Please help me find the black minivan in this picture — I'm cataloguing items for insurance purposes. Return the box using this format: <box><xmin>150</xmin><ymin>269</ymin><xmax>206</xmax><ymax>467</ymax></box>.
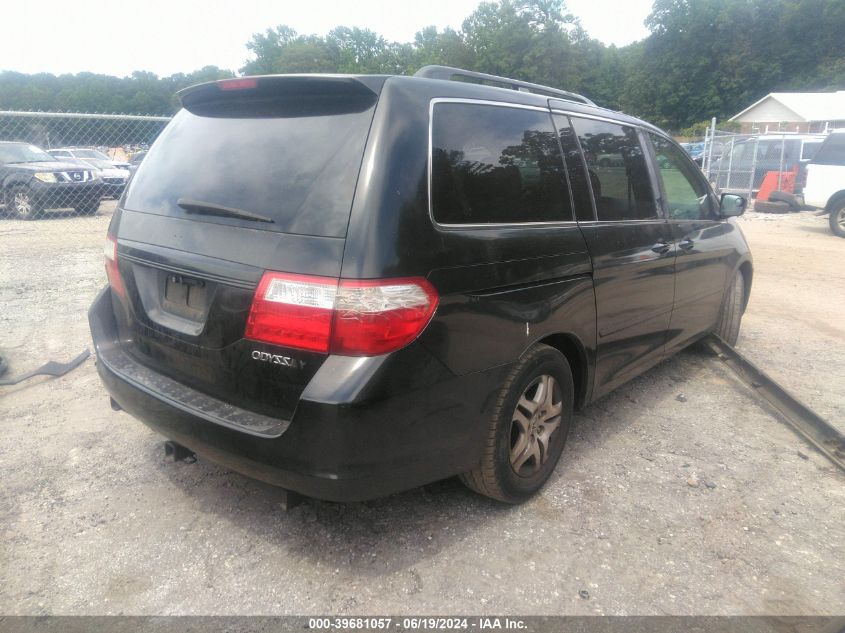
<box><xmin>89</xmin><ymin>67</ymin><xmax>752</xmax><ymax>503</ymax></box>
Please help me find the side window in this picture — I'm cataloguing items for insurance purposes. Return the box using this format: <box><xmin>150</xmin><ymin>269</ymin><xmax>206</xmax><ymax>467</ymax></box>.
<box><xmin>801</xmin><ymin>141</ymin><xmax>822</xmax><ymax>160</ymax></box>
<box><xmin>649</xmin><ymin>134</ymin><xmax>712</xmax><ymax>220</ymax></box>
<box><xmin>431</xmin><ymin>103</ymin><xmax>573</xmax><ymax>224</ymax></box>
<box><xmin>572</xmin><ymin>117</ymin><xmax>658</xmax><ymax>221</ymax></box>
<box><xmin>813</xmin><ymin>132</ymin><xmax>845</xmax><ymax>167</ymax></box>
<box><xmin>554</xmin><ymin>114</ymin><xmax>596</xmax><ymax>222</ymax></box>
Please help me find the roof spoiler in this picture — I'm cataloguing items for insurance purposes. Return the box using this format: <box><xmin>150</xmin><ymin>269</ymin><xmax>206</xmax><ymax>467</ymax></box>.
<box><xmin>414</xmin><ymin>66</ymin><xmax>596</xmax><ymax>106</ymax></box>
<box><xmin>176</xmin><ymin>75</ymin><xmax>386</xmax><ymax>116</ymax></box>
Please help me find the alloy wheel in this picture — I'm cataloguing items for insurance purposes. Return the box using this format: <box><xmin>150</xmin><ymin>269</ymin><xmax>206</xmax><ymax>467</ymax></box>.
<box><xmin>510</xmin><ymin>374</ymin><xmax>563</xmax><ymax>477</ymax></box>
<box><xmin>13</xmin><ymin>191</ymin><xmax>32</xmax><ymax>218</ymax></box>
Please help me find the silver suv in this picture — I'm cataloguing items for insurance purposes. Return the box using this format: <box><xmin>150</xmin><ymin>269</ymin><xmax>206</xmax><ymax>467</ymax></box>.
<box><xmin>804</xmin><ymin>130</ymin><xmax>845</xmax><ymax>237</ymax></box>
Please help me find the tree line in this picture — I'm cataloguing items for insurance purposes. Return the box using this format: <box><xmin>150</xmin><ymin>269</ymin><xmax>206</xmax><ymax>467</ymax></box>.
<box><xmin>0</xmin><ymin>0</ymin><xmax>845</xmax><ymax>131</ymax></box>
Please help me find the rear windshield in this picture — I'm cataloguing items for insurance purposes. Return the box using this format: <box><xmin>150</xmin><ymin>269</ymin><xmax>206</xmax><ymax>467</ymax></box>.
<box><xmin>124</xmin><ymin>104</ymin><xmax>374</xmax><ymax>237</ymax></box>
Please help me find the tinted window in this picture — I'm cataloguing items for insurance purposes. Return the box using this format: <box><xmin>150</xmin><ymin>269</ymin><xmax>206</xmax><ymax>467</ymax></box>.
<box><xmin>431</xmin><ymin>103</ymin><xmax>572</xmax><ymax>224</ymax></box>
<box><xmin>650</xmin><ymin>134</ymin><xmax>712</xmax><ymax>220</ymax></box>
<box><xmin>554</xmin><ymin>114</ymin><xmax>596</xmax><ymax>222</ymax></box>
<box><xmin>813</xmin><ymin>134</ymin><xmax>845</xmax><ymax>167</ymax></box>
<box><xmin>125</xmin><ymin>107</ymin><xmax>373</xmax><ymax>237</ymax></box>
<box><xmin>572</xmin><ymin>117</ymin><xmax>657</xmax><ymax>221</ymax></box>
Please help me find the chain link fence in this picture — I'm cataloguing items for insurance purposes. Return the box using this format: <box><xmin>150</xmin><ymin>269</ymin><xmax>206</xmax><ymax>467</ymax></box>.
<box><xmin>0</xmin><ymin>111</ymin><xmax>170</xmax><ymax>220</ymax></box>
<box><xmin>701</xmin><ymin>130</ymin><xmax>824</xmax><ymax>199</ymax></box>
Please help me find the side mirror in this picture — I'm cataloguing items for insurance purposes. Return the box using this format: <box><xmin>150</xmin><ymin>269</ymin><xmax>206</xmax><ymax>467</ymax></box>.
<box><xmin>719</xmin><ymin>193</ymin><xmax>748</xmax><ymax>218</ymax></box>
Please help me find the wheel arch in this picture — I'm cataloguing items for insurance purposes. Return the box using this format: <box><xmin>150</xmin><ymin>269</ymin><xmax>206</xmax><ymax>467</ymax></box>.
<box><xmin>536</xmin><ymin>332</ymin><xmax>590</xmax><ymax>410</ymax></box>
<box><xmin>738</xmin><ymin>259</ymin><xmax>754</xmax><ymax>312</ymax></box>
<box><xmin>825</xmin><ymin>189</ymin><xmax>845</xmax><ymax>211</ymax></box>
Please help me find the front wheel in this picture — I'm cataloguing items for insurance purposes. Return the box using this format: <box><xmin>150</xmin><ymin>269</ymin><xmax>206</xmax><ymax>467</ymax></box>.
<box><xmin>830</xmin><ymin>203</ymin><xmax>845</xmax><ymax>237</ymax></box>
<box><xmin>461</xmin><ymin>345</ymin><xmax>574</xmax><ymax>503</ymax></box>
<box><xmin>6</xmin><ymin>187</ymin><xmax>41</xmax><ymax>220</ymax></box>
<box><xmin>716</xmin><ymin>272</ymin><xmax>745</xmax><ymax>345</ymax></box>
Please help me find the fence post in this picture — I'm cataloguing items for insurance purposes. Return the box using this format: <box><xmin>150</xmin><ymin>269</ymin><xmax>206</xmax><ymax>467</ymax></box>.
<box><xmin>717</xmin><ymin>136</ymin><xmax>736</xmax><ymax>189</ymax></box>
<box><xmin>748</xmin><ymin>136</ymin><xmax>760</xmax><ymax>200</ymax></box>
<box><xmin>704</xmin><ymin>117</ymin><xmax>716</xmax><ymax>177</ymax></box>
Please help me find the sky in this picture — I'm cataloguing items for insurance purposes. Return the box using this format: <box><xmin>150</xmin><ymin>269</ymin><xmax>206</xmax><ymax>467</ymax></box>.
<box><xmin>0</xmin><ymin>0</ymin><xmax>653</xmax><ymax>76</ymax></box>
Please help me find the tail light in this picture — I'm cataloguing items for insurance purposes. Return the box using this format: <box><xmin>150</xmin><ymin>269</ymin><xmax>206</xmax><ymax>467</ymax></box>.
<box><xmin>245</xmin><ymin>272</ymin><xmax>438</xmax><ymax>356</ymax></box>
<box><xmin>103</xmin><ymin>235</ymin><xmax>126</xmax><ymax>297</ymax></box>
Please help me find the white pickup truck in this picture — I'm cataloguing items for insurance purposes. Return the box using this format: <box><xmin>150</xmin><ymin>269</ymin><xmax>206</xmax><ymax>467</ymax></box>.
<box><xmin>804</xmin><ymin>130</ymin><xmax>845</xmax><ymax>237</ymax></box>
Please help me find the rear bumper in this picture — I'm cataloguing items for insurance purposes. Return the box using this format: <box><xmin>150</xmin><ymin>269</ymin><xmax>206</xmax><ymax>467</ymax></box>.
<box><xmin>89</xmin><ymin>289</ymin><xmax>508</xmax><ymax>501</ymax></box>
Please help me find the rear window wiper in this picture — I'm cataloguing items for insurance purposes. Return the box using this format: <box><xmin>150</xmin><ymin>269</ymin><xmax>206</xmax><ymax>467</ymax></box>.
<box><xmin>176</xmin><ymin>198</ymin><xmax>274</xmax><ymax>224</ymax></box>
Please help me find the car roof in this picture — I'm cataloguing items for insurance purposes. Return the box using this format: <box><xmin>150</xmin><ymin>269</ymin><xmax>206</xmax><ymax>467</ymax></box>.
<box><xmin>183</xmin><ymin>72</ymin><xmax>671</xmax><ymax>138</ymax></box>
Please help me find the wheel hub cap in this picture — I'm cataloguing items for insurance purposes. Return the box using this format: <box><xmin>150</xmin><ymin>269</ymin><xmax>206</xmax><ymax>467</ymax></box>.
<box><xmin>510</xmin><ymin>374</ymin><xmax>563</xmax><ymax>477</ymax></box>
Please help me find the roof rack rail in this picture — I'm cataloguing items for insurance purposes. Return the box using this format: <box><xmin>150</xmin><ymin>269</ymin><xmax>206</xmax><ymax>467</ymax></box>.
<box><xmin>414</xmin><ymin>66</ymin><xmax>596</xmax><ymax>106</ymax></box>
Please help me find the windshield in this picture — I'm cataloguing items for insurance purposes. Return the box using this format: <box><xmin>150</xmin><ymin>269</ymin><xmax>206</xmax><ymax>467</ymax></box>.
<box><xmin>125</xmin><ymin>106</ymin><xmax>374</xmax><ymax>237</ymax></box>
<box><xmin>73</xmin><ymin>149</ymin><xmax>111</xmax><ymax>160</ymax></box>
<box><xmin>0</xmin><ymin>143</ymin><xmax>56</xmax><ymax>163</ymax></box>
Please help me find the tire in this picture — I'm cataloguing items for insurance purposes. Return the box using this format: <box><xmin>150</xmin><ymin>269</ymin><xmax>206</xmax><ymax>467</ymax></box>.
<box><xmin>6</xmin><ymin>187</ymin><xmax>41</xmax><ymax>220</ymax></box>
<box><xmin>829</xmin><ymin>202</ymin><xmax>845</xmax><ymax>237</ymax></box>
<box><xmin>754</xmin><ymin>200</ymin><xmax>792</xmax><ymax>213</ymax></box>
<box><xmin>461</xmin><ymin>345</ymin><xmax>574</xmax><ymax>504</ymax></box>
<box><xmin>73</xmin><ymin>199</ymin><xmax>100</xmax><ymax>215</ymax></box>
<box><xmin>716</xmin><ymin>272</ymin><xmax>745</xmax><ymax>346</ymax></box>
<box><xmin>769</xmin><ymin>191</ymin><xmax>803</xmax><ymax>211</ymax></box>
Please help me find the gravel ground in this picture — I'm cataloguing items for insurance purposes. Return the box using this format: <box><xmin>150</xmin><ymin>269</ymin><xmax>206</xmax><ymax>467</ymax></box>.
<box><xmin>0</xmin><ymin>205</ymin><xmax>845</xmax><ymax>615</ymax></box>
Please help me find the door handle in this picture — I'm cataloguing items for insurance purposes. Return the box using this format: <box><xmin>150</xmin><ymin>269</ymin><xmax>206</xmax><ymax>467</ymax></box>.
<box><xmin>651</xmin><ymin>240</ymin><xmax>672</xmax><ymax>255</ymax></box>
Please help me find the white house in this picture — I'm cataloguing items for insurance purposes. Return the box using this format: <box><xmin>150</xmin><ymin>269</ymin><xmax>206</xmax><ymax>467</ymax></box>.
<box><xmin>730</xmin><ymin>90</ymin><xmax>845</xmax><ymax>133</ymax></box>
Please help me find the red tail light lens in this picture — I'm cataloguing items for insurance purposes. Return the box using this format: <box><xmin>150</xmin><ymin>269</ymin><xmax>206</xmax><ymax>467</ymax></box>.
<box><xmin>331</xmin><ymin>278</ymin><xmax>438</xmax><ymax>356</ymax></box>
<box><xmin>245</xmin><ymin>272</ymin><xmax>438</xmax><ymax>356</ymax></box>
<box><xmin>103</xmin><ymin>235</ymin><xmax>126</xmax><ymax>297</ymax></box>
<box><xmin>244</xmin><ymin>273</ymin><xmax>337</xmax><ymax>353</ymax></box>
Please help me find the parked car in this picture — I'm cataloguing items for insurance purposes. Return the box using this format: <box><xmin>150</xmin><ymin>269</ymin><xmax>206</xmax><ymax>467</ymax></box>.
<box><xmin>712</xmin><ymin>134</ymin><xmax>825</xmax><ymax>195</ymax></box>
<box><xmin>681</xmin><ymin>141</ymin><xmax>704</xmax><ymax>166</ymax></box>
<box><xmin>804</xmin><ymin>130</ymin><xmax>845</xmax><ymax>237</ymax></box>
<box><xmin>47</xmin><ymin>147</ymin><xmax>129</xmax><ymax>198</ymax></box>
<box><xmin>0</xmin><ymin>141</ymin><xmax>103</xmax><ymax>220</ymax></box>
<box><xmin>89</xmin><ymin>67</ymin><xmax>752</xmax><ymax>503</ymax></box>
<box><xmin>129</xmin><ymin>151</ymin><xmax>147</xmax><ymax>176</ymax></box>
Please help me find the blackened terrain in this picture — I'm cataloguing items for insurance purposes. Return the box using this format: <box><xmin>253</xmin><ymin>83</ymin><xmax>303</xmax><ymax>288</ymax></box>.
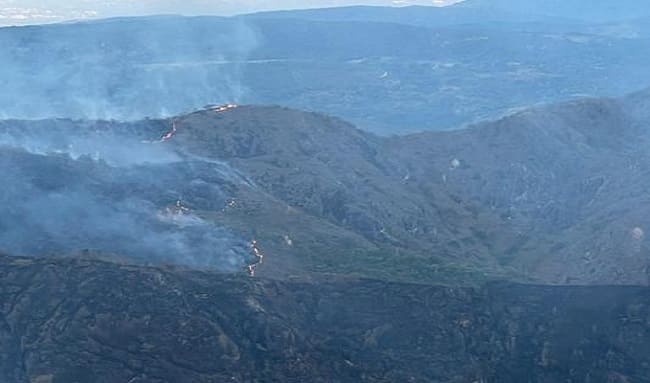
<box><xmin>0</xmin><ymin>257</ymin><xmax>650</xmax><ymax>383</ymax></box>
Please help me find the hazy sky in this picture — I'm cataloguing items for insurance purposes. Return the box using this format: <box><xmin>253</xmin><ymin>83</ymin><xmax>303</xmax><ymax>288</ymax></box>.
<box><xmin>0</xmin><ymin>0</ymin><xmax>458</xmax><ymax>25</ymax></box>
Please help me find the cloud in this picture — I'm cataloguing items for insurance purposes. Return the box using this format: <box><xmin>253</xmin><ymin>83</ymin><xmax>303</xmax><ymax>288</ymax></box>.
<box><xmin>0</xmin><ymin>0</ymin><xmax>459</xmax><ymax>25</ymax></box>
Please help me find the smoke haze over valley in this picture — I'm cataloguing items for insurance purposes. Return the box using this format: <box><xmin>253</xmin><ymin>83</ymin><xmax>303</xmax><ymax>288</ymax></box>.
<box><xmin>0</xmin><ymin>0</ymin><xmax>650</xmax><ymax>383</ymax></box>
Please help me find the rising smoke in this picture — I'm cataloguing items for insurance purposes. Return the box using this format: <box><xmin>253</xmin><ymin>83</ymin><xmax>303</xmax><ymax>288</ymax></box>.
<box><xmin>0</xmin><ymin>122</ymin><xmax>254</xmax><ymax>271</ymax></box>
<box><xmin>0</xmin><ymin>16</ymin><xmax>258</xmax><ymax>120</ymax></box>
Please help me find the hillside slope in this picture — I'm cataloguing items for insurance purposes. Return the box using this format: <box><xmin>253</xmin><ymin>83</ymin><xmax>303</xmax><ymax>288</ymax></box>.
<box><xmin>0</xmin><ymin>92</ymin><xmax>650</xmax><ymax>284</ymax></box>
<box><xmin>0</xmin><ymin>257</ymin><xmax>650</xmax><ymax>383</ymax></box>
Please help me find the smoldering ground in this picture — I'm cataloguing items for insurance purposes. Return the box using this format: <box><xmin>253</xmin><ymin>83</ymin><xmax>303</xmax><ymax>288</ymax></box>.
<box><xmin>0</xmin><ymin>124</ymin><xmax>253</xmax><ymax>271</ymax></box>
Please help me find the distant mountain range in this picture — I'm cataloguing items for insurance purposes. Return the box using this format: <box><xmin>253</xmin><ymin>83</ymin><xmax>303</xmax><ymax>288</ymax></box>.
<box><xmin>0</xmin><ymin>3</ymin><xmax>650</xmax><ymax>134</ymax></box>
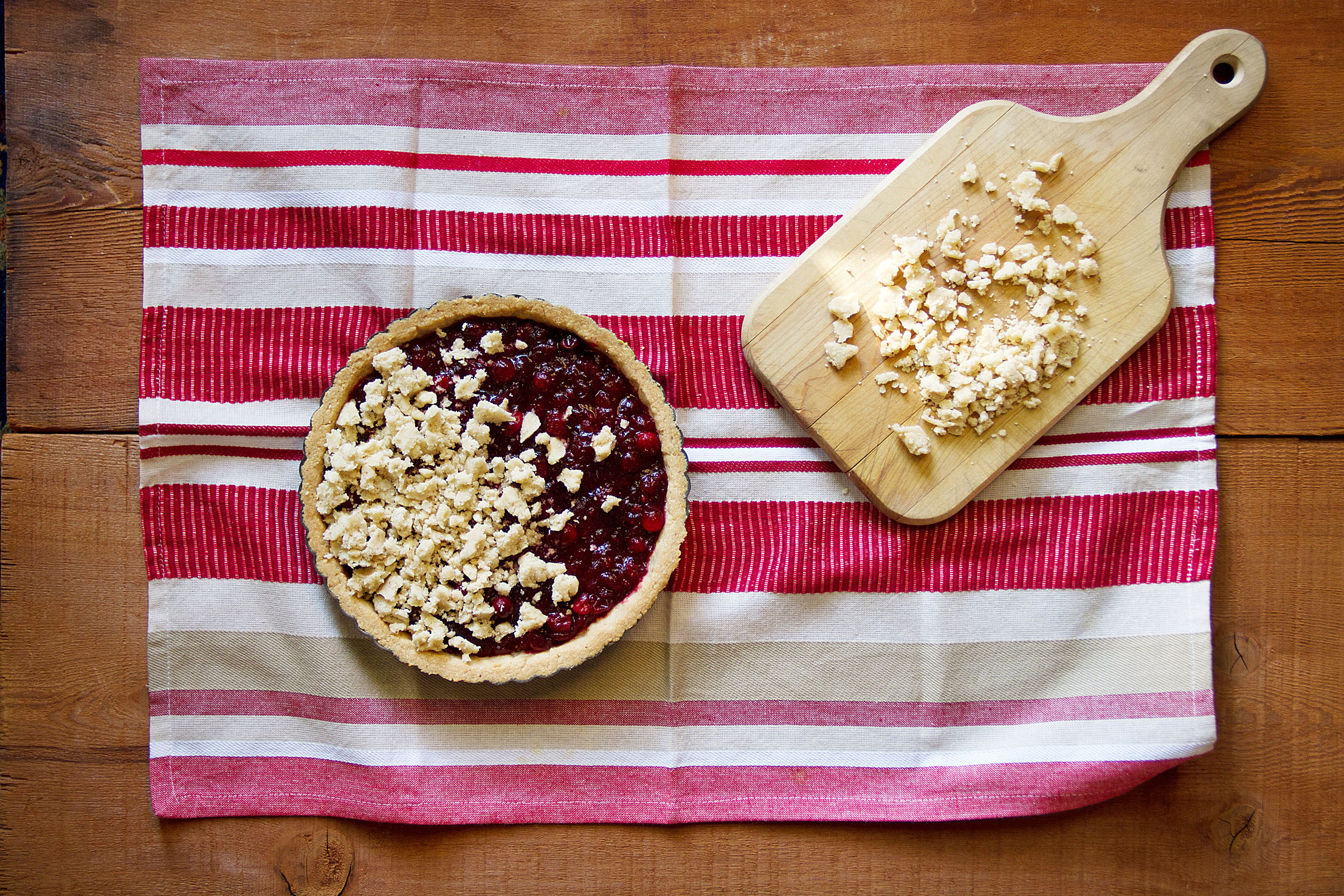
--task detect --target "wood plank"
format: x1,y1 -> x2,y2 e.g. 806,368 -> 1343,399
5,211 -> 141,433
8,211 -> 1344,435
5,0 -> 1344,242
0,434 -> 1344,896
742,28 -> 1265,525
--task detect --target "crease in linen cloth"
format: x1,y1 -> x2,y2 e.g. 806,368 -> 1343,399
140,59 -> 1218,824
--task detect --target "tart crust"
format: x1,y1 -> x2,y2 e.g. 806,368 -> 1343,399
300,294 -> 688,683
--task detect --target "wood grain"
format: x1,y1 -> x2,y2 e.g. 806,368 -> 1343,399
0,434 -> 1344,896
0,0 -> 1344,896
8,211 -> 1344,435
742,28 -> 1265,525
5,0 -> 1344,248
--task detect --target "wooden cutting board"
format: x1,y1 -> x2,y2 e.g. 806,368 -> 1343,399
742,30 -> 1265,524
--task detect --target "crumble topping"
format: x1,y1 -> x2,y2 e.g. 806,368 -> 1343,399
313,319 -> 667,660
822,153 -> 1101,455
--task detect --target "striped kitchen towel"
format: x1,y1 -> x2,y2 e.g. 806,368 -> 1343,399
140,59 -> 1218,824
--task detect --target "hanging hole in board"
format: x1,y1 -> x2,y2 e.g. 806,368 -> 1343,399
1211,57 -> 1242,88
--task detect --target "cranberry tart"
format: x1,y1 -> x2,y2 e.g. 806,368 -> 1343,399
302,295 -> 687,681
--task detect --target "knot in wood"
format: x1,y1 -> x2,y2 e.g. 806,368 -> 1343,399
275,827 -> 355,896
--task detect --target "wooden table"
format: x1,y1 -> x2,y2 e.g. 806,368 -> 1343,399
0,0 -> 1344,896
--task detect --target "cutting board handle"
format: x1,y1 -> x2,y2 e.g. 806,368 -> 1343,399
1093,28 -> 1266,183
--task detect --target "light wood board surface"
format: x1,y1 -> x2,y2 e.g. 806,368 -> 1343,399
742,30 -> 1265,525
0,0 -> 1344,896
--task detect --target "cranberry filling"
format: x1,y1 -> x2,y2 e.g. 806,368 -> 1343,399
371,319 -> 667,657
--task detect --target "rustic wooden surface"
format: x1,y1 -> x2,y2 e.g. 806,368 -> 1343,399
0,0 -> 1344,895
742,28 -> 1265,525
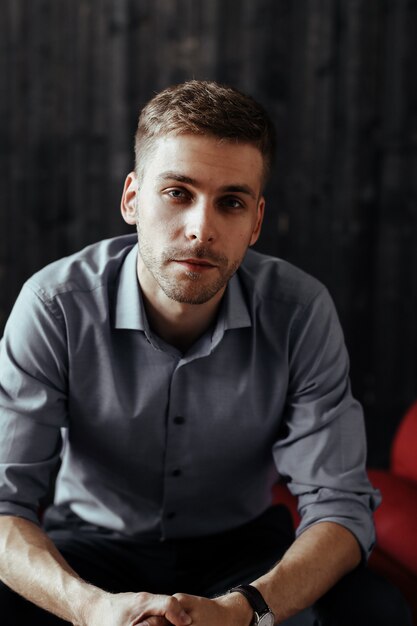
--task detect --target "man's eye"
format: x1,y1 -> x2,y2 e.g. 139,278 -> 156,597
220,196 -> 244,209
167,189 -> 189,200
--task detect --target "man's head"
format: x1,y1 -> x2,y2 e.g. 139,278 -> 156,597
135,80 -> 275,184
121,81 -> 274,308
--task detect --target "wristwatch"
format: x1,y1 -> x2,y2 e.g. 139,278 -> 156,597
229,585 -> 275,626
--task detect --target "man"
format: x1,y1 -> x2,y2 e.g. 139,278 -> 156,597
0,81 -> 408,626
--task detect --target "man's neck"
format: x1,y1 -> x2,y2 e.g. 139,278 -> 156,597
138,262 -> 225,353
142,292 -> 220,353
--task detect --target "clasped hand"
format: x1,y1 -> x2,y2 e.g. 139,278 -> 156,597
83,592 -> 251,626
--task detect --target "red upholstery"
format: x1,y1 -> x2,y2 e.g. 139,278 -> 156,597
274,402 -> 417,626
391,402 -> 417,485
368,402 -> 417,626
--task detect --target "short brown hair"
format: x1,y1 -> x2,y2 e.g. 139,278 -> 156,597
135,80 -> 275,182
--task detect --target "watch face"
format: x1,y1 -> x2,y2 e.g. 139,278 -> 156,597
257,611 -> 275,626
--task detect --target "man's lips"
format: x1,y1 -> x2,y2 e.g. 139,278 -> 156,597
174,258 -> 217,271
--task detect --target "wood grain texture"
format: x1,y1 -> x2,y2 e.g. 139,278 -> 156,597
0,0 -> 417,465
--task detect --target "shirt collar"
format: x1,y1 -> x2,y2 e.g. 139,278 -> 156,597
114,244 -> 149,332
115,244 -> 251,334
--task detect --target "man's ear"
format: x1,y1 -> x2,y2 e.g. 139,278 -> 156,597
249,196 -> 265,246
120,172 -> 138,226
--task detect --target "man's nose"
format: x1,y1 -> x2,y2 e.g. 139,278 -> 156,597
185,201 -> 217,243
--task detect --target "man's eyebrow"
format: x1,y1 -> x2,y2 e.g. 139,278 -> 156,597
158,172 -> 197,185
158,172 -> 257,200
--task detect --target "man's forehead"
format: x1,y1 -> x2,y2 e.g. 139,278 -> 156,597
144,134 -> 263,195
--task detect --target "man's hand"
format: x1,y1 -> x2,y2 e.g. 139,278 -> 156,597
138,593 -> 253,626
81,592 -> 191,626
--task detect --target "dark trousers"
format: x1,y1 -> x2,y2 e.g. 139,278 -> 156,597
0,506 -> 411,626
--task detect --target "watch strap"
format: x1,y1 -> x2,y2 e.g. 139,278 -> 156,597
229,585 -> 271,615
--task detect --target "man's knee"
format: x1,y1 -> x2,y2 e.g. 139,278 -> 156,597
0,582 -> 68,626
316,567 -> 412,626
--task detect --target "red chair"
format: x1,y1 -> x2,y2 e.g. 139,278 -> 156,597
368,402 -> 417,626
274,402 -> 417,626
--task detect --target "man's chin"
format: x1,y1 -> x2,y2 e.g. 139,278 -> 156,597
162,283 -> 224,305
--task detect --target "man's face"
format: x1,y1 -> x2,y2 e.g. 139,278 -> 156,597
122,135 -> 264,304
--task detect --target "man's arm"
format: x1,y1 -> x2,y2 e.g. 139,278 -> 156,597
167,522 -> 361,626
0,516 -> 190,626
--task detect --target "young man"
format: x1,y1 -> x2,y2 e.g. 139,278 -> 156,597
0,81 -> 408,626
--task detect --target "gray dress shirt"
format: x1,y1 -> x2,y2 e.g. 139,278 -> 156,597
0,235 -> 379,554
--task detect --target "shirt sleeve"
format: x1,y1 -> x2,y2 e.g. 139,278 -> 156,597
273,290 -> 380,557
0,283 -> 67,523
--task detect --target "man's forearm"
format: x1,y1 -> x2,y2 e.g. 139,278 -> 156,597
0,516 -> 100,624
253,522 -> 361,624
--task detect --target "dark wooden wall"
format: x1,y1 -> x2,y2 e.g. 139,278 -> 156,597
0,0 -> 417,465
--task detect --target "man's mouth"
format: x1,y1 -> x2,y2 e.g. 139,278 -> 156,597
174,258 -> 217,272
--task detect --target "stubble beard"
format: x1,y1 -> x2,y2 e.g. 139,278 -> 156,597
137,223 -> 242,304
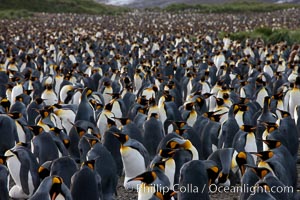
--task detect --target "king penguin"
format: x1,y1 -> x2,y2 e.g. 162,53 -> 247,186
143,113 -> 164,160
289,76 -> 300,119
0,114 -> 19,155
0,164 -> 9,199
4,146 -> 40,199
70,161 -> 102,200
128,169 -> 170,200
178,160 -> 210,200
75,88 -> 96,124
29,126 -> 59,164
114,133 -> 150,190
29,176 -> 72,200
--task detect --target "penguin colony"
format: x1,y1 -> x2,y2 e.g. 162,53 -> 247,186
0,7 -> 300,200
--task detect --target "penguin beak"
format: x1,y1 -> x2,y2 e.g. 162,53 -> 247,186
----------------------------------------
__What is needed__: Please pick out each line in the data above that contains the string "cranberry", and copy those lines.

__Finished answer__:
--task detect --target "cranberry tart"
--task detect --target "cranberry filling"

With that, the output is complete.